EXERCISE
The required output is the line that contains "Can you find the paved" and every line after it, each written out exactly, up to the end of the entries.
━━━ SUPPLIED RECORDS ━━━
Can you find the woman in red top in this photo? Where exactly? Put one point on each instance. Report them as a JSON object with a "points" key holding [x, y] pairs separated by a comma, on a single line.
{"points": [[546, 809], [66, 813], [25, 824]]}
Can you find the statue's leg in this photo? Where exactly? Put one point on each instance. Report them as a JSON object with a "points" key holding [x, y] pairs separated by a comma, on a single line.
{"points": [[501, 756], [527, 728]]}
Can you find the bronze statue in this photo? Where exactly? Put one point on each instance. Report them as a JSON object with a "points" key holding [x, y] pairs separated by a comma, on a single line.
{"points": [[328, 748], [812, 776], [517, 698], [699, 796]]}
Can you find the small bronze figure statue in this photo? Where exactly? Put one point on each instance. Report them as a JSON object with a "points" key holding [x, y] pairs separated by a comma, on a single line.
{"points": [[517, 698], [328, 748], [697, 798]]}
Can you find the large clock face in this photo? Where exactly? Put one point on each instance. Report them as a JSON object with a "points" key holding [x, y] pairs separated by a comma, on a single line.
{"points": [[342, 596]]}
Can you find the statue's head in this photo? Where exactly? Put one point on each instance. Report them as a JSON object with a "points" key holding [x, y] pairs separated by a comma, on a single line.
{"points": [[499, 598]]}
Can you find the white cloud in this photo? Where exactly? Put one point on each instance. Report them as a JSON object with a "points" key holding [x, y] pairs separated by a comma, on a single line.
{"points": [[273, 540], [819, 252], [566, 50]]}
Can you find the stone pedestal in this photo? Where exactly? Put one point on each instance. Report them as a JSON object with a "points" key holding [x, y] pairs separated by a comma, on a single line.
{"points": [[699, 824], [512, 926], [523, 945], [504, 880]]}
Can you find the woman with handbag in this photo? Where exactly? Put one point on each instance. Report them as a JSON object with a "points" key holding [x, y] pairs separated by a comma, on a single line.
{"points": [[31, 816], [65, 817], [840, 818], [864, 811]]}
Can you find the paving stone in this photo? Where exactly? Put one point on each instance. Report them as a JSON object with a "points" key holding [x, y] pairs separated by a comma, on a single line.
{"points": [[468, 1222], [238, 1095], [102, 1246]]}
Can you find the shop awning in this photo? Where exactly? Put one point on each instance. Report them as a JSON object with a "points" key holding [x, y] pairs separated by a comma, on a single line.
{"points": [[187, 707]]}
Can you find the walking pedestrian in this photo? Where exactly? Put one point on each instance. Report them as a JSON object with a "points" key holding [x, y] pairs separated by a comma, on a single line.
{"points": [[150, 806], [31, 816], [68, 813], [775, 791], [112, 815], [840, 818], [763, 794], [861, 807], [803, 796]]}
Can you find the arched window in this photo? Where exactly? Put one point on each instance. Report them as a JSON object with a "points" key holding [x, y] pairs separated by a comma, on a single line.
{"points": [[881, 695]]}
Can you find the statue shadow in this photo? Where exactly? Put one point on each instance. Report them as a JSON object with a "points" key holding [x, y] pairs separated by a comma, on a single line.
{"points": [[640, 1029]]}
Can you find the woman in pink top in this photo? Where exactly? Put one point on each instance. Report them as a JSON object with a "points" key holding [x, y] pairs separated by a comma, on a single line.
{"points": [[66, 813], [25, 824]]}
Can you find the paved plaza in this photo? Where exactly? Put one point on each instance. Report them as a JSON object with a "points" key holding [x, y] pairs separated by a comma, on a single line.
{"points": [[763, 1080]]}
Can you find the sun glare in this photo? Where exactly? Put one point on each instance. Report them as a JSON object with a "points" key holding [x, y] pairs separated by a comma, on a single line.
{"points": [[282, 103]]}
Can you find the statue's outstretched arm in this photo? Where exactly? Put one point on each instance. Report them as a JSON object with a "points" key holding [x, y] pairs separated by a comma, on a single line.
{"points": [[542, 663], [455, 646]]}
━━━
REPLY
Can you find the paved plaza in this photo? Where exactly? Put one point on each instance. Report them as a JSON object with a "points" key holding [x, y] pairs separated by a comma, on a single line.
{"points": [[763, 1080]]}
Can you find the sun glare in this photo? Where exactly? Put one point on each instance. Report them as a JSON object with a "points" key holding [x, y] pairs separated by a comma, on a single line.
{"points": [[282, 103]]}
Can you find the statue's outstretched arm in this photo? Where exactly? Put one point on each instance. Report them as a JSON object with a "points" key holding [x, y] pairs separated by a comma, on a single line.
{"points": [[542, 663], [455, 646]]}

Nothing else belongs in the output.